Requirement 1: According to the Davos article, how full was the session with India's finance minister P. Chidambaram?
Requirement 2: Write out the passage of the Davos article starting at "It is true that" and ending at "community in attendance.".

Davos: As I stand back and reflect on the general atmosphere here at Davos, I realize I'm receiving a range of mixed signals from the World Economic Forum. On the one hand, the Indian delegates
India TV News Desk January 23, 2014 12:47 IST
India TV News Desk
Davos: As I stand back and reflect on the general atmosphere here at Davos, I realize I'm receiving a range of mixed signals from the World Economic Forum. On the one hand, the Indian delegates represent the third-largest contingent among all attending countries at WEF 2014. On the other hand, I detect a tinge of restraint among them.

Conflicting signs

This nuance came across rather markedly during the session ‘An Insight, An Idea' with India's finance minister P. Chidambaram. He spoke on various topics such as the country's institutions, its economy and the unique aspects of policy formulation in the world's largest democracy. The weak attendance of this session – it was less than half full – seemed to indicate a lack of enthusiasm from the Indian contingent. This makes me thoughtful. Are we really that skeptical about the forces that guide our economy?

It is true that we have a great cross-section of leaders from India in attendance, but it is equally true that some of the most prominent personalities of Indian business are conspicuously absent. Considering the importance of this forum, it would have felt right to see some of the more notable heavyweights of the Indian business community in attendance.

Are they merely caught up in the steering of their businesses – or do they perceive that this is perhaps not the right phase of the Indian economy to engage in serious networking? It is hard to believe that the latter is the case, since WEF 2014 is visibly and tangibly replete with excellent opportunities for business growth.

From various discussions with the international business community here, I pick up a subdued sentiment towards India. The rationale seems to be based on certain conclusions:

* India has been consistently over-promising and under-delivering

* The country's growth has not been as per expectations

* In terms of investment potential, much depends on what the new government will do. Since it would take 6-8 months to start delivering, it is prudent to wait and watch. Perhaps next year will look more promising

Sobering thoughts! Nevertheless, the overall mood among attending Indians is decidedly upbeat. I agree completely with their belief that the worst is over, and that the country is on a roll once more. The current government, I hear, has run out of steam – but we must nevertheless not lose sight of what it has managed to achieve even as we discuss its failures.

In stark contrast, the Japanese contingent at the World Economic Forum is extremely upbeat about its country. They are especially vocal about how well the policies under Abenomics have worked in Japan's favour and how the subsidies and breaks that have been rolled have helped the country to regain a growth trajectory. Japan now intends to focus on increasing consumption and adding more subsidies to add further impetus to this growth.

Stored data:
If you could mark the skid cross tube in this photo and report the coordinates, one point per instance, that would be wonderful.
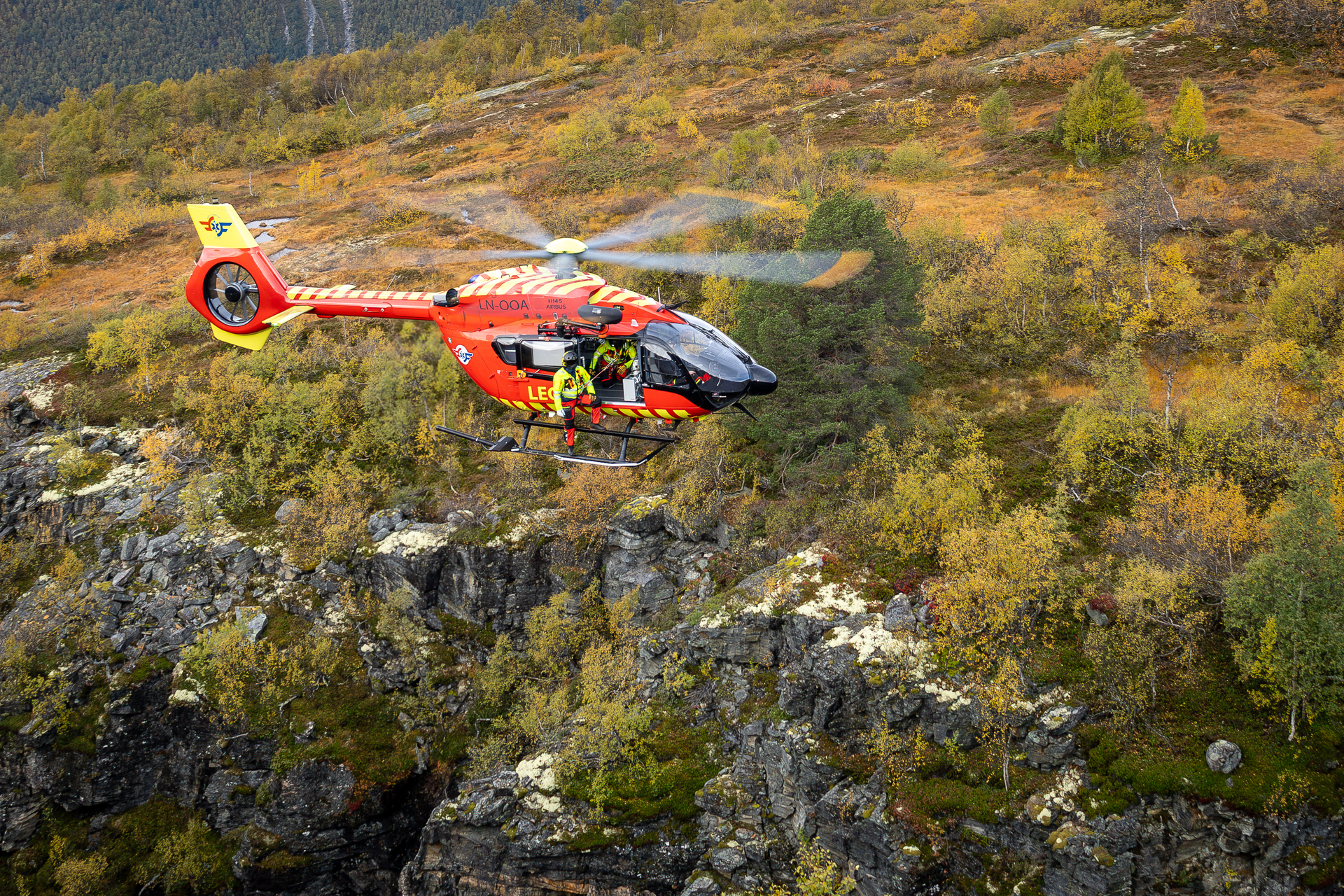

Problem solution 1: It was less than half full.

Problem solution 2:
It is true that we have a great cross-section of leaders from India in attendance, but it is equally true that some of the most prominent personalities of Indian business are conspicuously absent. Considering the importance of this forum, it would have felt right to see some of the more notable heavyweights of the Indian business community in attendance.